## ARAHAN
**a.** Jawablah pertanyaan berikut berdasarkan teks tentang risiko:
(i) Kerugian karena pergerakan harga, misalnya harga saham atau nilai tukar, disebut risiko apa?
(ii) Kerugian karena kesalahan apa saja yang disebut risiko operasional?
(iii) Dua kemungkinan apa yang dikandung risiko spekulatif?
**b.** Temukan setiap baris dalam catatan yang memuat kata "signal", lalu salin baris-baris itu. Huruf besar dan kecil dibedakan.

## KUTIPAN DOKUMEN
=-=-=

Risiko juga dapat dianggap sebagai penghambat/kendala pencapaian suatu tujuan.
Dengan kata lain risiko adalah kemungkinan yang berpotensi memberikan dampak
negatif kepada sasaran yang ingin dicapai[2].
Dalam pengertian lain menyebutkan bahwa risiko adalah kerugian dari
kejadian yang tidak diharapkan[3].
Kejadian yang diharapkan ini dapat muncul dari berbagai sumber. Kerugian karena
pergerakan harga, misalnya harga saham atau nilai tukar disebut risiko pasar.
Kerugian karena mitra transaksi (counterparty)
tidak memenuhi kewajibannya disebut risiko kredit. Kerugian karena kesalahan
orang, proses, atau sistem disebut risiko operasional.
Pengelompokan risiko dapat dilakukan berdasarkan konsep risiko
murni dan spekulatif. Risiko spekulatif adalah risiko yang mengandung dua
kemungkinan, kemungkinan yang menguntungkan atau kemungkinan yang merugikan.

=-=-=

## CATATAN HASIL EKSTRAKSI
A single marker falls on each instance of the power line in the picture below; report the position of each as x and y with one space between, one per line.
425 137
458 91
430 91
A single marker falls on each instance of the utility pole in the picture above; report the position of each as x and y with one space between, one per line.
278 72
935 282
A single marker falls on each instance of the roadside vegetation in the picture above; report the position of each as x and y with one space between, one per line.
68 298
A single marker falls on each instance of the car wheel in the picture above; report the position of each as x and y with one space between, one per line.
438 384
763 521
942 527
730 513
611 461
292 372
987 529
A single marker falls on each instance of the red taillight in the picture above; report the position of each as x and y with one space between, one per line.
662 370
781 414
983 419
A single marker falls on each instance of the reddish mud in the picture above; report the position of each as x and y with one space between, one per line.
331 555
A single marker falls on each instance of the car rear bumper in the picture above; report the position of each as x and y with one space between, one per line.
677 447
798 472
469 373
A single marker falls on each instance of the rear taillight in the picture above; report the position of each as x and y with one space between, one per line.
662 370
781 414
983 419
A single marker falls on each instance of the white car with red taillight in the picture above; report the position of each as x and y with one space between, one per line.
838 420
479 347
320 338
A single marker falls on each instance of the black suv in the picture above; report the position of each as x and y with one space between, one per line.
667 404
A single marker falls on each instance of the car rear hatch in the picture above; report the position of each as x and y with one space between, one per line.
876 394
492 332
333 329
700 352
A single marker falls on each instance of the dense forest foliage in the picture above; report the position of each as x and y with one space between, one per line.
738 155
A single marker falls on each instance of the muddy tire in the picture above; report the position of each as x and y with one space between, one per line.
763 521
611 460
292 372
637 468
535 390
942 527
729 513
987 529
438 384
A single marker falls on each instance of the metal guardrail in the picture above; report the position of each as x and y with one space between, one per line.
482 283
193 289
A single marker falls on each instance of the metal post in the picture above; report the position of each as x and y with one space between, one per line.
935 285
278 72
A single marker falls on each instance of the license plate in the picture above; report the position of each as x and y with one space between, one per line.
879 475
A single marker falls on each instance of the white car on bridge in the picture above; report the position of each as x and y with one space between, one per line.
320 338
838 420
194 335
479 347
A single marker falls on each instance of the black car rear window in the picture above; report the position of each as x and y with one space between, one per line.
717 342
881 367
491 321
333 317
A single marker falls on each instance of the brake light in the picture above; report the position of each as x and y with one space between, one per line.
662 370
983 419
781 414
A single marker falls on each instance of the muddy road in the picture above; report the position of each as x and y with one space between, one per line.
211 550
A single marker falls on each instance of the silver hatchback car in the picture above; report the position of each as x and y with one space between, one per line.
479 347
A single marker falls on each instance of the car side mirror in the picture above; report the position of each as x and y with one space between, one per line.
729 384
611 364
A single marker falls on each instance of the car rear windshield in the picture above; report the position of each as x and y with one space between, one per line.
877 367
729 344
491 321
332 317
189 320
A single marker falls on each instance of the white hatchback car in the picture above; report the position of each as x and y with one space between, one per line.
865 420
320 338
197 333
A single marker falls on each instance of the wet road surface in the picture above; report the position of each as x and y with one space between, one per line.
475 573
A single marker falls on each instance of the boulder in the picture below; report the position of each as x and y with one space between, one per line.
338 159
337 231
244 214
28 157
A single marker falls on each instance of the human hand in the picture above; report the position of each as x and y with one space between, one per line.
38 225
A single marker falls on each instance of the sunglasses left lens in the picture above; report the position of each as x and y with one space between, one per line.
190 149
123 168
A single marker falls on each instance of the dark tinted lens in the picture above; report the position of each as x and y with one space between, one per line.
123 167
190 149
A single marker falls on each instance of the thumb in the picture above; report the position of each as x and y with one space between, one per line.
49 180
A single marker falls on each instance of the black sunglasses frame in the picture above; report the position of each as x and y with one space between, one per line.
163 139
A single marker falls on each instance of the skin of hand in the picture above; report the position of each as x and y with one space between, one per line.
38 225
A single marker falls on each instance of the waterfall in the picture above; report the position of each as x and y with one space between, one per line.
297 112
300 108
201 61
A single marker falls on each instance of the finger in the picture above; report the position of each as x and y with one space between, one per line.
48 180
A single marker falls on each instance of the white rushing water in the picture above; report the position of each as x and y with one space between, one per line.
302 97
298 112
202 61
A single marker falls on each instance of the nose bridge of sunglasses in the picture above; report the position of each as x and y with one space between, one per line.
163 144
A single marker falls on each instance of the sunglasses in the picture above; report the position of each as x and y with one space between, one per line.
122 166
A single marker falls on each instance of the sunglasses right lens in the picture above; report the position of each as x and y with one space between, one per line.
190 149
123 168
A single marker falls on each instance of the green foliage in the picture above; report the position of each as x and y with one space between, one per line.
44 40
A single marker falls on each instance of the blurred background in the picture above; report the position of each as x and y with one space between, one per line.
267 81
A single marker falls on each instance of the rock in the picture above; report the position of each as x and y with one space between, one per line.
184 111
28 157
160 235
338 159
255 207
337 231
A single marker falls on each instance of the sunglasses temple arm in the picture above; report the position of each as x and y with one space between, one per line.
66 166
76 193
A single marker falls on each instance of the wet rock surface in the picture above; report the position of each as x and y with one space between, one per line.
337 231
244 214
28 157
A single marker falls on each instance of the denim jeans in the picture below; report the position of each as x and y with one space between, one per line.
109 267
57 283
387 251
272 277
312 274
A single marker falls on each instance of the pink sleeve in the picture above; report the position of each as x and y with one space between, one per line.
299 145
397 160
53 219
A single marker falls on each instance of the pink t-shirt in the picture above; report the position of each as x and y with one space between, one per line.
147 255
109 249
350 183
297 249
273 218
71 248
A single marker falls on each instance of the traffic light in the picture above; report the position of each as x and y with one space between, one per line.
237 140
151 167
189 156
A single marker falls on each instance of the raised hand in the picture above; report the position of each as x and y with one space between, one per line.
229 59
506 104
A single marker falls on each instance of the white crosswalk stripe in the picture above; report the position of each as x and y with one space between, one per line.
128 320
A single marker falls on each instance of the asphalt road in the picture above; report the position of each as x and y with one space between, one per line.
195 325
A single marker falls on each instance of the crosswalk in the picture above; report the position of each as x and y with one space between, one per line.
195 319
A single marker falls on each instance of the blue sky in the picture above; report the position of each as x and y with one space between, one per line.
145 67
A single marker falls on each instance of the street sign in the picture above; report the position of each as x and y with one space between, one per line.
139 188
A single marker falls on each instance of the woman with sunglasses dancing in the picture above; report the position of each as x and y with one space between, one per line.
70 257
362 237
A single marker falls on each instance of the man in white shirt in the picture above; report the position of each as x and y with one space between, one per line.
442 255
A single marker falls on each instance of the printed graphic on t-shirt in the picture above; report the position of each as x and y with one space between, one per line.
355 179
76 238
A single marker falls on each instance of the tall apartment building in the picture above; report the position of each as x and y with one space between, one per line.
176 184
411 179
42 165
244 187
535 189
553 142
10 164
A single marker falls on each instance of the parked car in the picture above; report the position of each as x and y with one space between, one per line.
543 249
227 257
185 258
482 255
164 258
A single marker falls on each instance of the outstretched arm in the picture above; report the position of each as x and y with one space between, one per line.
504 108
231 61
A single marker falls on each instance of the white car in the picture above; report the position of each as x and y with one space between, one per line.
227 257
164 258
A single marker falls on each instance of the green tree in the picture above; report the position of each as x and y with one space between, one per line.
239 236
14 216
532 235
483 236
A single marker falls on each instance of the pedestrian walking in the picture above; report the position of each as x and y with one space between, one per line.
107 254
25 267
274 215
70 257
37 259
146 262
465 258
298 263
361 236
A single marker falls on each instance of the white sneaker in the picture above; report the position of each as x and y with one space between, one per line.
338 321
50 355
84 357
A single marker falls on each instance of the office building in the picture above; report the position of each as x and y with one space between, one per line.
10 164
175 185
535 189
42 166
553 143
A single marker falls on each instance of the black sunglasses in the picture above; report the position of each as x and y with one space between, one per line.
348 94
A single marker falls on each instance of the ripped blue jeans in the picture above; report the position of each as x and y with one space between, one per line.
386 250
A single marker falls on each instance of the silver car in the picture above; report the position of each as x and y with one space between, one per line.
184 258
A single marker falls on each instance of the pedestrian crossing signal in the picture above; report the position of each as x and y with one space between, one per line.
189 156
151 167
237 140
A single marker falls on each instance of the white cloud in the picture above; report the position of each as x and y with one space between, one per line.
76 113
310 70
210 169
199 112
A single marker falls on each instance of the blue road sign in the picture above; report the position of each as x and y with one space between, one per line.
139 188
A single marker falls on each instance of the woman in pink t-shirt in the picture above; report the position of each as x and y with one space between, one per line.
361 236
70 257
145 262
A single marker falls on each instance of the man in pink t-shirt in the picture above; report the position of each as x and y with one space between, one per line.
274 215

=-=-=

## PENYELESAIAN SOAL
**a.**
(i) Risiko pasar.
(ii) Kesalahan orang, proses, atau sistem.
(iii) Kemungkinan yang menguntungkan atau kemungkinan yang merugikan.

**b.**
A single marker falls on each instance of the pedestrian crossing signal in the picture above; report the position of each as x and y with one space between, one per line.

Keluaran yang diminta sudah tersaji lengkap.